Records supplied -

###

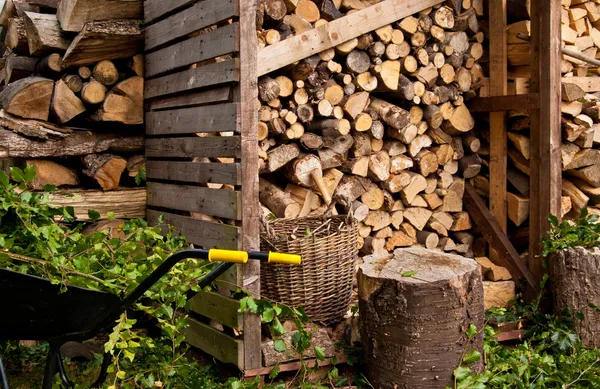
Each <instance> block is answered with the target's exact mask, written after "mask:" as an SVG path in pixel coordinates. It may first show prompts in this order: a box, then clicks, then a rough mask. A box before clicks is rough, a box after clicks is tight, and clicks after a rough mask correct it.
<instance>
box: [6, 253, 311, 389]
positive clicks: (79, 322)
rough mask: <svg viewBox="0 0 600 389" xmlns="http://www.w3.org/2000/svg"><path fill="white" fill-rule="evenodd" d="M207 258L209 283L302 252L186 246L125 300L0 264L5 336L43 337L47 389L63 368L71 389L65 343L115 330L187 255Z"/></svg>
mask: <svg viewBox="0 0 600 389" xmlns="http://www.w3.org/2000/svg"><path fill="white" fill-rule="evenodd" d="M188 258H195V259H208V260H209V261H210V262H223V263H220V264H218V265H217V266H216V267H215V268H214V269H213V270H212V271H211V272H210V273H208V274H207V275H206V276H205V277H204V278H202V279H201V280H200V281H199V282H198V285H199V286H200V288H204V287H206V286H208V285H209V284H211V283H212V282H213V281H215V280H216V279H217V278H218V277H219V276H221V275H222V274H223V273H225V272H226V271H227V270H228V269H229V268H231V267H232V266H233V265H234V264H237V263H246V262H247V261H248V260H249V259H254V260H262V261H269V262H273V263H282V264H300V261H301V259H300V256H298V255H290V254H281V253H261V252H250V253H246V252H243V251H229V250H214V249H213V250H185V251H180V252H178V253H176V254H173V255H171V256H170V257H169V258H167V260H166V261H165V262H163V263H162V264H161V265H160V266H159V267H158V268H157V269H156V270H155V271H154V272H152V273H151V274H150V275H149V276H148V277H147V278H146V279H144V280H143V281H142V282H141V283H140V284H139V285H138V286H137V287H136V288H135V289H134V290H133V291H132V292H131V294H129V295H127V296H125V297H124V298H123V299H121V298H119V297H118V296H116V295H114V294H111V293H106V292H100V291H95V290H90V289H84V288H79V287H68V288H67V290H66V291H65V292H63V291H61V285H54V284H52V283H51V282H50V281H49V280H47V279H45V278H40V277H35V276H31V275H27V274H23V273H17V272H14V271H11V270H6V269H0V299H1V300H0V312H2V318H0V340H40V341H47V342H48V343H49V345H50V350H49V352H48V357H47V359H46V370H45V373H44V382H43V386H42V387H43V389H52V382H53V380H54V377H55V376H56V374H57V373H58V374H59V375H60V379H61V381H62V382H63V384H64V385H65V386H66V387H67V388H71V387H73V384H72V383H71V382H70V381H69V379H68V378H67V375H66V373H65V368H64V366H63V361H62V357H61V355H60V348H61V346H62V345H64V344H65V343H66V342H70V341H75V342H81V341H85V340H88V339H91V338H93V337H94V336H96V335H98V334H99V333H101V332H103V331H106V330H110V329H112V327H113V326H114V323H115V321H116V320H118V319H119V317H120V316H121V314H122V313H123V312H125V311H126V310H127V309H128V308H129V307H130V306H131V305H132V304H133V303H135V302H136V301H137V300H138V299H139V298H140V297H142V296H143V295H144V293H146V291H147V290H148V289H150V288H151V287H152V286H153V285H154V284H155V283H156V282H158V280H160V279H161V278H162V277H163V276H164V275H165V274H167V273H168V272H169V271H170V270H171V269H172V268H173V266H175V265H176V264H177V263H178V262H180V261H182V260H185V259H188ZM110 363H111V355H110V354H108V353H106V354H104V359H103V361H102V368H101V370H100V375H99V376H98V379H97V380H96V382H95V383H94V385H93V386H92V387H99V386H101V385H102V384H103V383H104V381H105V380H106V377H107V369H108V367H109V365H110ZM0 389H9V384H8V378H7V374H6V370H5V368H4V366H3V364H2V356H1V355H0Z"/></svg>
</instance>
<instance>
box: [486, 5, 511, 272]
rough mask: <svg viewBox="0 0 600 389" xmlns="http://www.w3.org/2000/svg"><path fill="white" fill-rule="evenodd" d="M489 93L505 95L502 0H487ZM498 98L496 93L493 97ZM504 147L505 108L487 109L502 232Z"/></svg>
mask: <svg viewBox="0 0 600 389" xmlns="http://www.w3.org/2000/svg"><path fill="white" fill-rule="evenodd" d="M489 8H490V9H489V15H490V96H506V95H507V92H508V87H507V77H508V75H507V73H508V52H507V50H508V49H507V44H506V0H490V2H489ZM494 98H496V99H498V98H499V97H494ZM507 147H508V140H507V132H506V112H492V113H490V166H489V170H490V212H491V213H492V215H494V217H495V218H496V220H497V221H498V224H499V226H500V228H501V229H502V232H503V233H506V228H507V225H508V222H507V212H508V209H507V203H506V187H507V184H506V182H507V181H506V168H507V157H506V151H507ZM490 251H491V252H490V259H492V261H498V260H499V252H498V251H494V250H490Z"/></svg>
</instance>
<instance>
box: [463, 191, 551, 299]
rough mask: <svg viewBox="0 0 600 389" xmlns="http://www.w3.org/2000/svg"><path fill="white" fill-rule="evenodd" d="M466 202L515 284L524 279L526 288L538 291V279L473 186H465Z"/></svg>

###

To do -
Print only the lines from the opening line of the listing to the line containing "positive clicks: (79, 322)", inclusive, exactly as they appear and without pictures.

Response -
Each <instance> block is answered with the target's exact mask, written after "mask:" as an SVG path in pixel coordinates. It may first show prompts in this order: a box, then clicks, then a rough mask. A box before clicks is rough, a box after clicks is tight, and clicks after a rough mask correct it.
<instance>
box: [6, 253, 311, 389]
positive clicks: (79, 322)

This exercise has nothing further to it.